Problem to work on:
How many lines of the records contain the word "plaid"? Give only the number.

Coordinate labeling data
◇ ◇ ◇ ◇ ◇

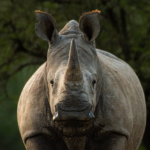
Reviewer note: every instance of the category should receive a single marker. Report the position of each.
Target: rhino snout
(73, 116)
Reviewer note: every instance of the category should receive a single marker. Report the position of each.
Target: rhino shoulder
(122, 96)
(32, 106)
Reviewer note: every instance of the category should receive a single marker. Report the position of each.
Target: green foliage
(125, 32)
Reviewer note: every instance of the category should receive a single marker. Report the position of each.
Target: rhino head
(73, 70)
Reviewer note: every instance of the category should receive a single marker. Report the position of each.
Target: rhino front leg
(114, 142)
(39, 143)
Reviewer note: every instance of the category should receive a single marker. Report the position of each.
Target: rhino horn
(73, 71)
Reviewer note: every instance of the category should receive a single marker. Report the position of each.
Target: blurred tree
(125, 32)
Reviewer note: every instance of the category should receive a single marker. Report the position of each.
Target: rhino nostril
(55, 117)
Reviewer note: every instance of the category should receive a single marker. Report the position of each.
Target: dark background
(125, 32)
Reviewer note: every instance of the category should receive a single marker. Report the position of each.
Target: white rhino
(81, 98)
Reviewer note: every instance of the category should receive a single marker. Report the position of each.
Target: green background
(125, 32)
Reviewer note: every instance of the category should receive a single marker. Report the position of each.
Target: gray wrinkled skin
(81, 98)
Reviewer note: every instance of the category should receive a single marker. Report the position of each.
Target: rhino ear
(89, 25)
(46, 28)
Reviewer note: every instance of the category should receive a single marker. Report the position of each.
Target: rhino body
(58, 108)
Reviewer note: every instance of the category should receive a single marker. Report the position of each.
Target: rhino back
(122, 100)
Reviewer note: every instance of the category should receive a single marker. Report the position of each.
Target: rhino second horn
(73, 71)
(55, 117)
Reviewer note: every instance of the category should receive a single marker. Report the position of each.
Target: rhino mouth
(73, 123)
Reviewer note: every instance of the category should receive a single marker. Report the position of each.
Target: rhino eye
(52, 82)
(93, 82)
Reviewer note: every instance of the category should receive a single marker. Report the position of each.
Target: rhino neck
(75, 143)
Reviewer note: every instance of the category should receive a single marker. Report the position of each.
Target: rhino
(81, 98)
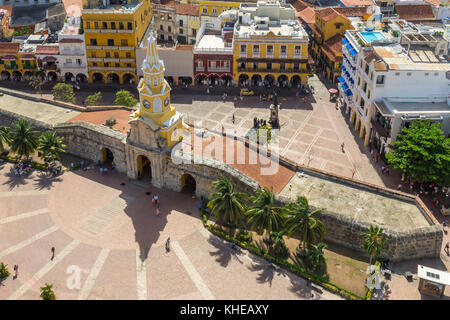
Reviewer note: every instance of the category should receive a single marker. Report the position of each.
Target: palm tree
(226, 204)
(47, 292)
(264, 216)
(316, 257)
(373, 242)
(301, 220)
(4, 137)
(51, 145)
(24, 140)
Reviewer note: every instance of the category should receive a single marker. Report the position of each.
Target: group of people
(22, 168)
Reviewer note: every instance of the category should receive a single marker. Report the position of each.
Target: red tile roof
(307, 15)
(415, 12)
(187, 47)
(8, 47)
(327, 14)
(333, 47)
(42, 49)
(69, 40)
(187, 9)
(352, 11)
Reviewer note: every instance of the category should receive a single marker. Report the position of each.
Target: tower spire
(152, 54)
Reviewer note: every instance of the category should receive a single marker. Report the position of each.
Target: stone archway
(144, 168)
(5, 75)
(68, 77)
(188, 183)
(107, 156)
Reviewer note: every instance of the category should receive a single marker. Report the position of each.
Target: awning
(9, 58)
(27, 57)
(49, 59)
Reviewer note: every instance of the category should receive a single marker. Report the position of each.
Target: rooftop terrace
(360, 203)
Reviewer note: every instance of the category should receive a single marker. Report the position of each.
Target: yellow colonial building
(154, 97)
(269, 46)
(112, 33)
(215, 8)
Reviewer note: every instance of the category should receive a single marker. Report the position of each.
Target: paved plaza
(111, 234)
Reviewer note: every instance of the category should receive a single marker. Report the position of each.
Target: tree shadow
(46, 181)
(266, 273)
(15, 180)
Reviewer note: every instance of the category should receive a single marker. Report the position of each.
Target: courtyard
(110, 233)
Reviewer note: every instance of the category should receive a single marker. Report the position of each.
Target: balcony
(49, 67)
(215, 69)
(288, 70)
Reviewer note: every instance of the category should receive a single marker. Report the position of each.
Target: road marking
(28, 241)
(22, 193)
(44, 270)
(24, 215)
(95, 271)
(193, 274)
(141, 277)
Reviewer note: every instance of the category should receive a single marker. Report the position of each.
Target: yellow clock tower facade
(154, 97)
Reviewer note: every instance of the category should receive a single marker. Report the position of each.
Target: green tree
(4, 272)
(316, 256)
(264, 216)
(226, 204)
(93, 99)
(37, 84)
(47, 292)
(373, 242)
(5, 140)
(301, 220)
(125, 98)
(63, 92)
(422, 152)
(24, 139)
(51, 145)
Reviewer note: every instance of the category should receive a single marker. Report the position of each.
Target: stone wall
(423, 242)
(87, 141)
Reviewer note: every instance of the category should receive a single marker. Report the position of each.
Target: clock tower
(154, 98)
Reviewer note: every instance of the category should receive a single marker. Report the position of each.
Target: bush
(4, 273)
(125, 98)
(283, 262)
(93, 99)
(63, 92)
(110, 121)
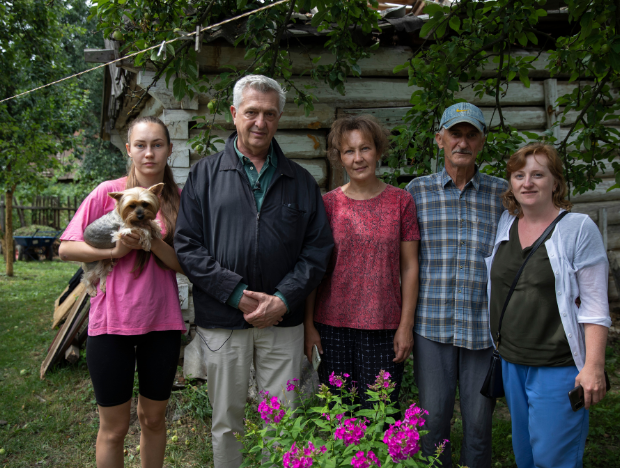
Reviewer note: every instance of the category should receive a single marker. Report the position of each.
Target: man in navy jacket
(253, 238)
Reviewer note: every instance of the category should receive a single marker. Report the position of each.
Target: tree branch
(499, 78)
(169, 61)
(276, 41)
(595, 95)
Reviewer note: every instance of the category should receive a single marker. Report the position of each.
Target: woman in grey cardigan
(559, 309)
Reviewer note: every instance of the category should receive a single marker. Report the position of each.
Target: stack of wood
(71, 316)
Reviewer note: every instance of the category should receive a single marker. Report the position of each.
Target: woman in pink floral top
(361, 316)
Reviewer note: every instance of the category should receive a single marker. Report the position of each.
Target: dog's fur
(135, 212)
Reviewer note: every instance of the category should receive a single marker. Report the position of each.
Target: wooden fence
(45, 211)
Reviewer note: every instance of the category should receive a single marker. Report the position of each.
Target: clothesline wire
(184, 37)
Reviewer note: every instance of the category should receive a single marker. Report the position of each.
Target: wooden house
(379, 92)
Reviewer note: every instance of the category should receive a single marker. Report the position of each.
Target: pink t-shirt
(129, 306)
(362, 287)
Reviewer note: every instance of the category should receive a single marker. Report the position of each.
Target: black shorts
(112, 361)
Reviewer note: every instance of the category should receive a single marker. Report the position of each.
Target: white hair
(260, 83)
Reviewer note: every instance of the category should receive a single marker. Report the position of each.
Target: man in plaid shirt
(458, 211)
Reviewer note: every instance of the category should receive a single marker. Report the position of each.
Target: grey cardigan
(581, 269)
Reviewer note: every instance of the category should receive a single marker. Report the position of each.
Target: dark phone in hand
(575, 396)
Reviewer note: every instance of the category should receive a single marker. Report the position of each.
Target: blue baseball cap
(463, 112)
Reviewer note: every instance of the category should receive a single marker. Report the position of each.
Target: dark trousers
(361, 354)
(437, 368)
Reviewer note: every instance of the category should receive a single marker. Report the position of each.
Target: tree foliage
(35, 127)
(469, 36)
(462, 39)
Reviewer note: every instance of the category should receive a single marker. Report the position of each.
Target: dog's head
(138, 205)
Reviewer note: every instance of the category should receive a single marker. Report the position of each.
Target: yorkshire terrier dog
(135, 212)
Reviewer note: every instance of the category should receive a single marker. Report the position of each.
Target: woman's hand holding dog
(119, 250)
(132, 241)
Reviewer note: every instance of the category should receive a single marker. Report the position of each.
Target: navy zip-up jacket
(221, 239)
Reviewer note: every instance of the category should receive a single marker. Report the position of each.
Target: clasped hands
(261, 310)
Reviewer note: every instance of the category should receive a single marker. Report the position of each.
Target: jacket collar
(230, 160)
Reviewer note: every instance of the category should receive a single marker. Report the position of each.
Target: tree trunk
(8, 233)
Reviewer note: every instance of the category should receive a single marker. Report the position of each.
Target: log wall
(378, 92)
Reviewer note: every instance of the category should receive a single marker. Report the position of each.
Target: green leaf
(441, 30)
(523, 77)
(178, 89)
(399, 68)
(455, 23)
(614, 60)
(432, 8)
(426, 29)
(318, 18)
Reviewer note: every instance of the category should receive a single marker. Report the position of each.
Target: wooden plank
(99, 55)
(613, 237)
(179, 158)
(66, 334)
(295, 144)
(551, 109)
(178, 130)
(592, 210)
(602, 225)
(614, 270)
(73, 301)
(163, 94)
(293, 117)
(180, 174)
(316, 167)
(599, 194)
(57, 301)
(384, 92)
(522, 118)
(72, 354)
(220, 58)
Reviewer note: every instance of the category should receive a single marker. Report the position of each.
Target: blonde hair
(170, 198)
(554, 163)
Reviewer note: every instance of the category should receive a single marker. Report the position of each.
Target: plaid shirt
(458, 232)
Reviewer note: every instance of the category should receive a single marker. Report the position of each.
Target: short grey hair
(260, 83)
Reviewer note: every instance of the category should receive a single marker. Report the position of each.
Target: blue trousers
(437, 368)
(546, 432)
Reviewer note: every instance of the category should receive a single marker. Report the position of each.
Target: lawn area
(53, 422)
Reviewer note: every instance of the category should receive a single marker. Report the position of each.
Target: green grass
(53, 422)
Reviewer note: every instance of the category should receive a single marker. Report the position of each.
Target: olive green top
(532, 331)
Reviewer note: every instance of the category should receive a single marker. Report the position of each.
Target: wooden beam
(72, 354)
(99, 55)
(296, 144)
(164, 94)
(551, 108)
(522, 118)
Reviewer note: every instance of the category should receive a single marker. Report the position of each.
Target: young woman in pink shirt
(137, 321)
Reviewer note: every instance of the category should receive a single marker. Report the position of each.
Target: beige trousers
(277, 354)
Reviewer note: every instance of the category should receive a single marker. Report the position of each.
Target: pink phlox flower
(350, 432)
(361, 461)
(291, 385)
(336, 380)
(270, 410)
(382, 382)
(300, 457)
(414, 416)
(403, 441)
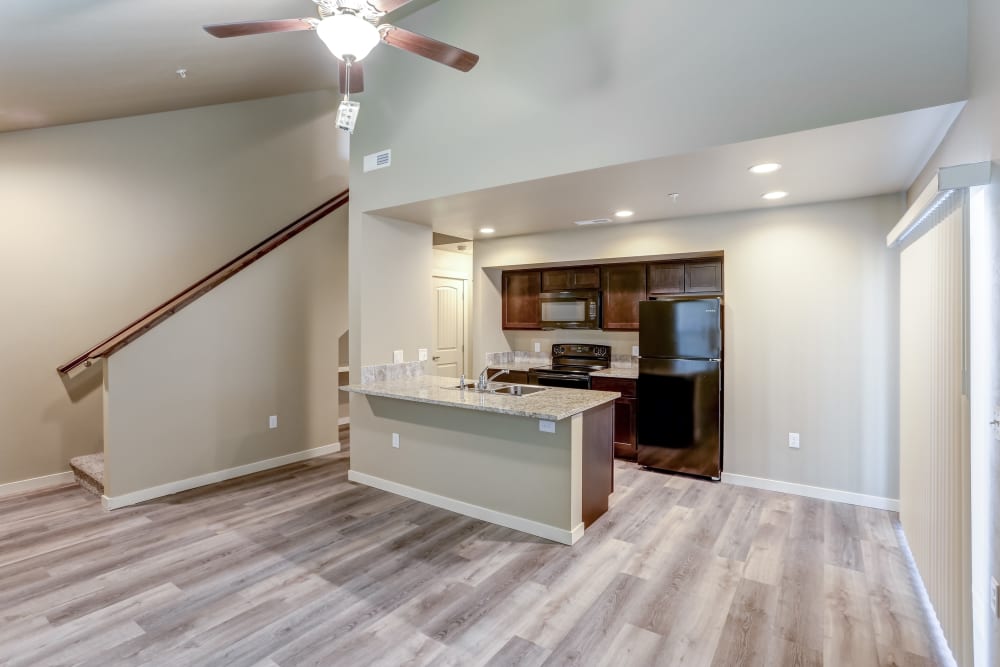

◇ ◇ ◇ ◇ ◇

Worked solution:
2